→ Task set
1. Answer these questions using the passage on novels set in Leiden.
(a) In De Kroongetuige, who investigates to find the true culprit?
(b) What did the former biological laboratory stand near?
(c) In which city was Harry Mulisch born?
2. Carry on the passage about novels set in Leiden, picking up right after its final sentence.

Maarten ‘t Hart, De Kroongetuige


De Kroongetuige is one of the most successful literary crime novels set in Leiden. When a young woman suddenly disappears, both the police and the media point to an employee of the biological laboratory. He allegedly killed the woman, only to feed her to the lab's rats. However, the employee shrouds himself in silence, leaving his wife to investigate to find the true culprit. 

What follows is a suspenseful detective story set against 1970s Leiden. The book therefore gives both a city and time picture. For example, café "Spiegels" (De Twee Spieghels) plays a central role in the book, as does the former biological laboratory, which stood near the Observatory. It also occurs when the protagonist visits the Women's House and sees how people there discuss current politics. This passage is all the more interesting because at the same time 't Hart was very critical of radical feminists in De vrouw bestaat niet.

With De Kroongetuige, Maarten 't Hart wrote a bestseller that was a fixture on the reading lists of high school students for years. The book lent itself perfectly to this, because of its limited size, the exciting story and the stylistic changes that occur throughout the book. For this reason, the book was also mistakenly considered juvenile literature for a long time. In reality, this is a gripping literary thriller that is of particular interest to the people of Leiden.

Harry Mulisch, The Discovery of Heaven


Although he was born in Haarlem and was primarily active as a writer in Amsterdam, Harry Mulisch chose to situate a number of central scenes of The Discovery of Heaven in Leiden. Main characters Max Delius and Onno Quist meet their friend Ada Brons in Leiden, and together Max and Ada visit the Leiden Observatory, where revolutionary research is being conducted. In the end, it takes a conspiracy of angels to prevent this research from reaching its logical endpoint.

The Discovery of Heaven was Mulisch's magnum opus and has been named several times as one of the best works of Dutch literature. When humans become self-aware through knowledge and detach themselves from God, the latter responds with a complex plan to reclaim the covenant between humans and God - anchored in the Ten Commandments. This premise offers Mulisch the opportunity to write an alternative history of the twentieth century and to reflect on the relationship between knowledge and faith, and between mysticism and science.

→ Listed records
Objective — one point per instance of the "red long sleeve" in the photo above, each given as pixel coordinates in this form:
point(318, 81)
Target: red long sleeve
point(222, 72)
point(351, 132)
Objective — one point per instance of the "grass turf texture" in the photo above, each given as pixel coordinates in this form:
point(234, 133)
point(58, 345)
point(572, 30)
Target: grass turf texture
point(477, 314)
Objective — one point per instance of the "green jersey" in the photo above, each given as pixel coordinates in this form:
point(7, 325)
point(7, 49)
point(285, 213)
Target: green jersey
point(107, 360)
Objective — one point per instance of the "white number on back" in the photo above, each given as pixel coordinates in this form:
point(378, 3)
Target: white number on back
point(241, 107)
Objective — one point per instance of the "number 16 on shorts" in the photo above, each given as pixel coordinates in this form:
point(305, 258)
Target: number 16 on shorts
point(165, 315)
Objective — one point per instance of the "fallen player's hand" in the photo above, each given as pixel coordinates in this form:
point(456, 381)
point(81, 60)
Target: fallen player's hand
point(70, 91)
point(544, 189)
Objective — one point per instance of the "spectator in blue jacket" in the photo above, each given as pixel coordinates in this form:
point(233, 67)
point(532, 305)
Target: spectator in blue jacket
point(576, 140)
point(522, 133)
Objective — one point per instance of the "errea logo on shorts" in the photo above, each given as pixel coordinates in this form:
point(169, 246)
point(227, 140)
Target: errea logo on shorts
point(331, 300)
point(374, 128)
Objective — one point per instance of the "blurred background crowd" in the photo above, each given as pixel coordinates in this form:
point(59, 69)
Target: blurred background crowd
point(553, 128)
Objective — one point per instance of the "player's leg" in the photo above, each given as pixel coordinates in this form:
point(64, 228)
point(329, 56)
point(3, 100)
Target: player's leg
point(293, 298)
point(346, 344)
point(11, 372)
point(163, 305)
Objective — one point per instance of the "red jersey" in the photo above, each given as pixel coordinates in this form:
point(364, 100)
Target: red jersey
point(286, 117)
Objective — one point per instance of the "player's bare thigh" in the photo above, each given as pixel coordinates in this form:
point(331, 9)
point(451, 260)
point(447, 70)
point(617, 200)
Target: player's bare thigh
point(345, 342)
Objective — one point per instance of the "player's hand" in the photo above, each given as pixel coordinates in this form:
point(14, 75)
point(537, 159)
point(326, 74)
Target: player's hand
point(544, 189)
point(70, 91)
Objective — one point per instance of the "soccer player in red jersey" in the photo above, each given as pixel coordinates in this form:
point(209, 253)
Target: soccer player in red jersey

→ Per-task answers
1.
(a) The employee's wife
(b) The Observatory
(c) Haarlem

2.
Mulisch's main work has therefore frequently been described as a philosophical or mystical novel. However, that leaves out certain aspects of the novel, for the work is also powerful because of its fast pace, numerous events and expressive characters. There is also the requisite humor, when Mulisch makes fun of the rebellious 1960s - and, to some extent, his own role in it.

Jan Wolkers, Kort Amerikaans


In 1962, Jan Wolkers made his debut as a novelist with Kort Amerikaans (Short American). The story is set in Leiden during the last years of World War II. 18-year-old Eric van Poelgeest, along with his friend Peter, are on their way to the Ars Aemula Naturae drawing and painting academy to enroll in classes. Peter is arrested in a raid; Eric escapes. At the academy, Eric meets the painter in charge and candidly tells him that he is in an attic room hiding from the labor service. In that room, Eric struggles with his burgeoning sexuality. He has a girlfriend who does not want sexual contact for the time being, but at the lamp workshop where Eric works, a Jewish girl in hiding is more benevolent in that regard. Throughout the novel, the threat of war hangs over events like a cloud. The book is at times explicitly sexual, and clearly people were not used to that in 1962. In a 1979 interview, Wolkers said of his contact with his publisher Meulenhoff: "In the manuscript of Kort Amerikaans, Bloemena [Willem Bloemena, editor at Meulenhoff, ed.] had put dashes next to all the cunts and cocks. Those were supposed to be vaginas and penises. I thought those were such damn dirty words that I said: fine, then it won't go through. Not a word will be changed. Then he accepted the whole manuscript."